◆ TEXT SEGMENT
——————————
The world needs to open its eyes to the evil done by the US under the rubric of good.
OMG! Someone needs to tell Africa to watch “Calling Out Bravo 7” and especially “Beyond Bravo 7”, a documentary made by NYC firefighters concerning 9/11. If they watch that, they will not do business with the United States. Save Africa from the Central Banks!
The truth is American firms are getting beat to every contract in Africa by the Chinese, and the US miltary doesn’t provide peace, only trouble which they leave behind. As for security, who would you employ to protect your investment in Africa the Wagners or the utterly ridiculous ‘The Mozarts’.
The only threat the world needs to worry about is coming from Washington and some of its vassal country’s capitals. Not from Moscow or Beijing!
Without Africa there would be no cell phones or electric car batteries. This is a known fact. But things will change this century with Black Africa specifically, to become a economic and social super power before the end of the century. Period.
——————————
◆ WRITTEN TASKS
(a) Summarize the passage on the US and Africa in two sentences.
(b) According to the passage on the US and Africa, which products would not exist without Africa?
Rely only on the passage about the US and Africa for these tasks.
——————————
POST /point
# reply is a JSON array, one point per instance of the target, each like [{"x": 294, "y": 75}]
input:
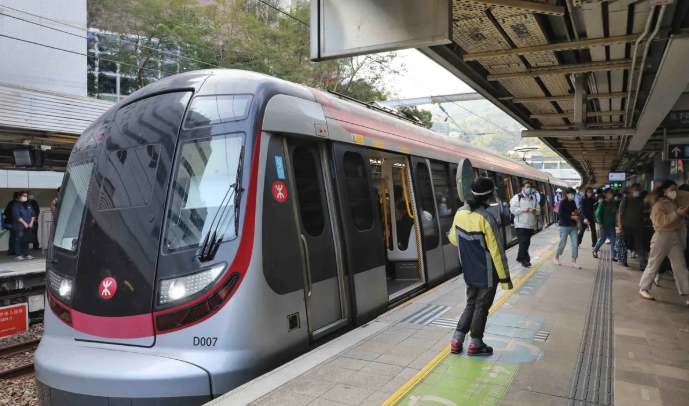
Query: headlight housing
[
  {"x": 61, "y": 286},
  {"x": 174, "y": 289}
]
——————————
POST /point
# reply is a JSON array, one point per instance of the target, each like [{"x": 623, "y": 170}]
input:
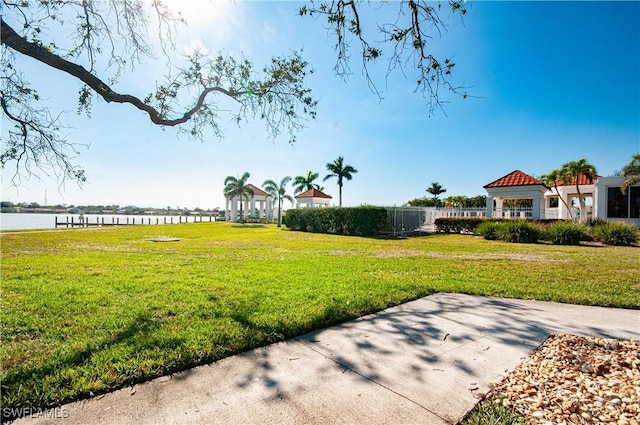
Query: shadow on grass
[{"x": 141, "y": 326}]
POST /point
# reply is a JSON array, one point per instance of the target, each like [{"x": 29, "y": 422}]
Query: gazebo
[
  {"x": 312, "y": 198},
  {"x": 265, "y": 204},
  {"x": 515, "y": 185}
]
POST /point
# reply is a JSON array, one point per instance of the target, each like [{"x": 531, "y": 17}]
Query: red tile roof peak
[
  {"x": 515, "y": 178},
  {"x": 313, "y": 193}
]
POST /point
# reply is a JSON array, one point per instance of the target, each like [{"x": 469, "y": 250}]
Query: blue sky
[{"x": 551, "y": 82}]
——————————
◆ TASK-BY-TASK RESULTS
(a) The passage claims the US does evil under the guise of good, that Chinese firms beat American ones to every contract in Africa, and that the US military leaves trouble rather than peace. It names Washington and some allied capitals, not Moscow or Beijing, as the real threat and predicts Black Africa will become an economic and social superpower before the end of the century.

(b) Cell phones and electric car batteries.